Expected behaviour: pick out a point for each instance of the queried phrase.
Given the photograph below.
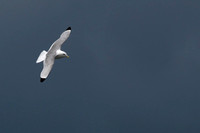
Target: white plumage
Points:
(53, 53)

* [Action item]: Beginning with the line that contains "Given the photograph below." in the data above, please copy each line exactly until the last line, both ends included, skipping any pictures.

* [Output]:
Given the photograph below.
Target: white plumage
Points:
(53, 53)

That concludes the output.